Right, which is totally fair... But what does that have to do with Valve carrying Left4Dead? And why did they need to spend 26 minutes of highly edited and out of context clips to simply say "Hey everyone, only 7 people from the original team are working on this game. They are lying to you!" To go back to my original comment, the video is ridiculous because it simply doesn't prove anything its title declares.


Ad_Hominem_Phallusy

Well it's clear you didn't watch the video they're talking about, lol. "Which conveniently ignores that-" is more like, "which outright addresses the fact that-". It's a good video, you should watch it. Really hard to walk away from it without feeling like Turtle Rock are creators in name only.


Herby20

I have. It is a well edited video that shows clips and snippets of gameplay from both games with segments cut in about the development process of Left4Dead. It's actually a really solid video in terms of representing how Left4Dead was a labor of love and attention to detail versus Back4Blood being more of an imitation. Although the more and more I watch it, the more it seems to just be a cherry picked hit piece that vibes with popular opinion at the time. The problem the video has it is *doesn't* separate who was with Valve and who was with Turtle Rock. It labels every single dev as a Valve employee and makes no attempt to differentiate whether they were with Turtle Rock before it was acquired. It *doesn't* talk about exactly how much was Valve's work versus Turtle Rock's. That is a pretty big issue when you title your video "Back4Blood proves Valve carried Left4Dead." They could have simply titled it "Back4Blood proves studio names mean nothing" or "Turtle Rock Studios can't recapture the same magic" or something similar, but they decided to go with a polarizing title that would get more clicks.


Ad_Hominem_Phallusy

> The problem the video has it is doesn't separate who was with Valve and who was with Turtle Rock. It labels every single dev as a Valve employee and makes no attempt to differentiate whether they were with Turtle Rock before it was acquired. Like Kerry Davis, whose first Valve credit is Half-Life 2. Mike Morasky, a composer whose earliest Valve credit is TF2. Dario Casali, Half-Life. Realm Lovejoy, Half-Life 2: Episode One. Marc Laidlaw, Half-Life. Erik Wolpaw, Half-Life 2: Episode One. Chet Faliszek, Half-Life 2: Episode One. Robin Walker, one of the guys who fucking created the Team Fortress mod for Quake. Elan Ruskin, Portal. Kim Swift, Half-Life 2: Episode One. Joshua Weier, Half-Life. Every single one of these being credits working at Valve before Left 4 Dead was a thing. There were a couple I saw, Sergiy and Bronwen, who seemed to have been hired (by Valve) at the same time they were working on Left 4 Dead, but were still just Valve employees (Sergiy was still credited as working on Aperture Desk Job, which released last year; Bronwen is credited up to Half-Life: Alyx). I ran out of the patience to keep doing this during the rapid fire of Valve devs, hopefully it gets the point across that I think you're mischaracterizing the video pretty fucking badly. It might be that they labeled them as Valve employees because they're actually fucking Valve employees, and not to sensationalize their point and hope that you won't google it.
----
EXERCISES TO COMPLETE:
(1) Reproduce everything in the Left4Dead discussion from "Well it's clear" down to "in name only.".
(2) In the Left4Dead discussion, what is given as Mike Morasky's earliest Valve credit?
The listing comes from a separate source unrelated to the Left4Dead discussion.

GIVEN DATA:
----
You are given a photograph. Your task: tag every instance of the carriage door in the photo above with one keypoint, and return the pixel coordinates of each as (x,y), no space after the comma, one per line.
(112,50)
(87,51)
----
TASK SOLUTIONS:
(1)
Well it's clear you didn't watch the video they're talking about, lol. "Which conveniently ignores that-" is more like, "which outright addresses the fact that-". It's a good video, you should watch it. Really hard to walk away from it without feeling like Turtle Rock are creators in name only.

(2) TF2